======== Page text ========
Surveillance activities are always very difficult due to security problems. The poaching of large mammals remains a serious issue. Nevertheless, since the 32nd session, no new case of the slaughter of gorilla has been reported.
h) Create a trust fund for the rehabilitation of the World Heritage properties of the Democratic Republic of the Congo
The Pilot Committee for the Trust Fund for the protected areas of the DRC was created by Ministerial Decree on 11 February 2009. The members of the Pilot Committee (17) were nominated by the Ministerial Decree of 15 February 2009. The Pilot Committee, chaired by the Minister of Environment, met for the first time on 26 February 2009 in Kinshasa. The Belgian Government announced a second contribution of 1 million Euros for the Fund. Other donors, like France, Germany and United Kingdom also expressed their interest.
i) Halt all charcoal production within the property and promote alternative sources of energy
The management authorities of the property have begun a programme for the production of biomass briquettes with the aim of encouraging this technology as an alternative energy to charcoal from the property. This programme also aspires to creating employment thanks to the construction and availability to the local communities of carpentry workshops to produce these briquettes. Furthermore, WWF has reinforced reforestry activities around the property. However, deforestation for the production of charcoal remains one of the greatest threats to the integrity of the property.
j) Strengthen the role of the (MONUC) to establish security in the property and its periphery
Since the May 2008 joint mission of the World Heritage Centre and the MONUC focal point on issues relating to conservation, MONUC’s role in the improvement of security in the property and its periphery has become more significant. Mixed ICCN-MONUC patrols were regularly organised, allowing ICCN to gain access, prior to the resumption of the October/December 2008 clashes, to areas previously inaccessible due to insecurity.
k) Strengthen communication and awareness raising activities targeted at the competent authorities and local populations
A « Forum on the problematic of the management and enhancement of Virunga National Park, World Heritage site » was held, under the auspices of the Governor of North Kivu, on 13 and 14 August 2008. More than 80 participants attended among whom can be cited the principal Mwami (customary chiefs), provincial parliamentarians, ICCN partners, representatives of the private sector, etc.
The World Heritage Centre and IUCN remain very concerned regarding the situation of this property. Due to the deterioration of security since the 32nd session of the World Heritage Committee, it is difficult to initiate a verifiable « ecological restoration of the property ». The emphasis continues to be placed on damage limitation and safeguarding of the ecological capital. However, recent political and military developments provide hope of an improvement in security over the long term in eastern DRC.
Since the 31st session, reinforced monitoring mechanism at the property is in force and the World Heritage Centre ensures the continued monitoring of the state of conservation of the property through its « DRC Programme». In view of the current situation at the property, the World Heritage Centre and IUCN recommend the continued application of the reinforced monitoring mechanism.
======== Supplied information ========
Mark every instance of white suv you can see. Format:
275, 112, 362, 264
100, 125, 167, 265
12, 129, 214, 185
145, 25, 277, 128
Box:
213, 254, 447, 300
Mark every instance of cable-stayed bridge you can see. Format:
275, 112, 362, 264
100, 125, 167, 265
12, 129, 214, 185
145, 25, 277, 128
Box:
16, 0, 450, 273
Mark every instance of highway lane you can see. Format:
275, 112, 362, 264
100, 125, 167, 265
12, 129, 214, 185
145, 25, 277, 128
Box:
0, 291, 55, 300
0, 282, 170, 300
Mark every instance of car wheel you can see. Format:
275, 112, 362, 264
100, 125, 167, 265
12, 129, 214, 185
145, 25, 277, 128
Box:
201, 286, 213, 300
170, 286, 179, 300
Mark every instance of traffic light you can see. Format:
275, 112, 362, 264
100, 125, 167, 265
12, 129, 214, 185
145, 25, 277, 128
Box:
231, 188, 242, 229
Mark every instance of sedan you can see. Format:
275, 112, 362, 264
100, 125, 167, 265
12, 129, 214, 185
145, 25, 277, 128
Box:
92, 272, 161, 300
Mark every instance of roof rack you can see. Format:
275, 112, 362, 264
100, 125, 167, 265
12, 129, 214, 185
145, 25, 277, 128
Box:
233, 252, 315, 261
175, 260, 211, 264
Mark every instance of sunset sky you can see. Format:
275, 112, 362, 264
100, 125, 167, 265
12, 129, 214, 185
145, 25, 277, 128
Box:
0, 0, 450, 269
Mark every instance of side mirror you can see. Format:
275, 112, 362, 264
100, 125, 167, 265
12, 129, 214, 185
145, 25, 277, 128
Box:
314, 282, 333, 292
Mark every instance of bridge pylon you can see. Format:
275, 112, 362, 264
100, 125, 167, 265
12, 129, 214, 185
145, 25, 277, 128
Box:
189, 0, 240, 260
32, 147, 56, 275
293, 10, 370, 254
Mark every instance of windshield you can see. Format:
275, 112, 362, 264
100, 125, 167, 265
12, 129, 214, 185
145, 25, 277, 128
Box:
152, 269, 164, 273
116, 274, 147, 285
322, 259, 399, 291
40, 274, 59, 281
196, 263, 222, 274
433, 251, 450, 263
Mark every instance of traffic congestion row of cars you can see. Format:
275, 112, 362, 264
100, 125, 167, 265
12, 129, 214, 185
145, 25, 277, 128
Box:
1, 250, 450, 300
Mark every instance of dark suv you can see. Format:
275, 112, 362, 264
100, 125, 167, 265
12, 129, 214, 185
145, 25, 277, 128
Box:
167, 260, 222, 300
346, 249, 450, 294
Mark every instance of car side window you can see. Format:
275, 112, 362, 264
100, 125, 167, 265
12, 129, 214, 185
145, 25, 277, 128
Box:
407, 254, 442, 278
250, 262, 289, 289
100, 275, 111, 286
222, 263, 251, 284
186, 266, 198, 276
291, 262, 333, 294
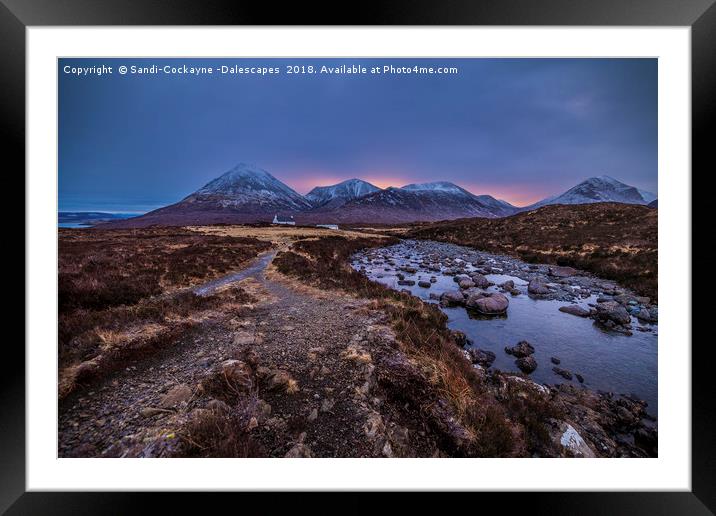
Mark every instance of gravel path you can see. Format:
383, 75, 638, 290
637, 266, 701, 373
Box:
58, 248, 436, 457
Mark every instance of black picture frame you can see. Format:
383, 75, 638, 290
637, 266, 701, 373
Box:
0, 0, 716, 515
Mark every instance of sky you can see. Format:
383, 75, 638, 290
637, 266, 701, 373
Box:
58, 58, 658, 212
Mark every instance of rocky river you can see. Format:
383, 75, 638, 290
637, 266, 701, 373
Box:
352, 240, 658, 416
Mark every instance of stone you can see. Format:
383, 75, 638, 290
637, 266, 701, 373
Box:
159, 383, 192, 409
451, 330, 470, 347
527, 279, 549, 296
470, 272, 492, 288
467, 292, 510, 315
505, 340, 535, 358
515, 355, 537, 374
549, 267, 577, 278
559, 305, 590, 317
220, 359, 253, 391
552, 366, 572, 380
440, 290, 465, 307
596, 301, 631, 324
458, 279, 475, 290
467, 348, 497, 367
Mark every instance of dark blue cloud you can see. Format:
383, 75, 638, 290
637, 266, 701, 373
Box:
59, 59, 657, 209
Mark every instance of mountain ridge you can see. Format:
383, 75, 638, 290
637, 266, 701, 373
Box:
99, 163, 656, 227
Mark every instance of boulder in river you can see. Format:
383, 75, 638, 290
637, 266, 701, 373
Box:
527, 279, 549, 296
505, 340, 535, 358
452, 330, 470, 347
440, 290, 465, 306
458, 279, 475, 290
552, 366, 572, 380
467, 348, 497, 367
515, 355, 537, 374
559, 305, 590, 317
549, 267, 577, 278
470, 272, 491, 288
452, 274, 470, 284
468, 292, 510, 315
596, 301, 631, 324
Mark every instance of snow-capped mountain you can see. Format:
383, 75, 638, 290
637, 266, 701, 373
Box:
522, 176, 656, 210
401, 181, 472, 196
308, 181, 516, 223
402, 181, 517, 217
109, 163, 311, 227
187, 163, 311, 211
306, 179, 380, 210
106, 163, 656, 227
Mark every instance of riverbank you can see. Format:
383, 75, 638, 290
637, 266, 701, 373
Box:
58, 226, 656, 457
403, 203, 658, 300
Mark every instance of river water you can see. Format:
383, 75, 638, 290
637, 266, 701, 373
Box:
352, 241, 658, 416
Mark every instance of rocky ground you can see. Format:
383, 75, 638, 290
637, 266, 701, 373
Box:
353, 240, 658, 334
58, 230, 657, 457
59, 253, 439, 457
352, 240, 658, 457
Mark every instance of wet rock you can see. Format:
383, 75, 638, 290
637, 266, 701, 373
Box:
552, 366, 572, 380
527, 279, 549, 296
452, 330, 470, 347
505, 340, 535, 358
219, 359, 253, 391
470, 272, 492, 288
559, 305, 590, 317
440, 290, 465, 306
559, 423, 595, 458
634, 308, 656, 322
515, 355, 537, 374
595, 301, 631, 324
452, 274, 470, 284
467, 292, 510, 315
458, 279, 475, 290
467, 348, 497, 367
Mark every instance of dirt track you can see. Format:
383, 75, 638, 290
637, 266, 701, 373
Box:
59, 248, 437, 457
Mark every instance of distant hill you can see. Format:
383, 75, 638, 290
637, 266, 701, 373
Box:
========
#### Parts of the exercise
a: In the report on Virunga, on what date did the Pilot Committee meet for the first time?
b: Please list every country the report on Virunga names as contributing to the Trust Fund or expressing interest in it.

#### Outputs
a: 26 February 2009, in Kinshasa.

b: Belgium, France, Germany, United Kingdom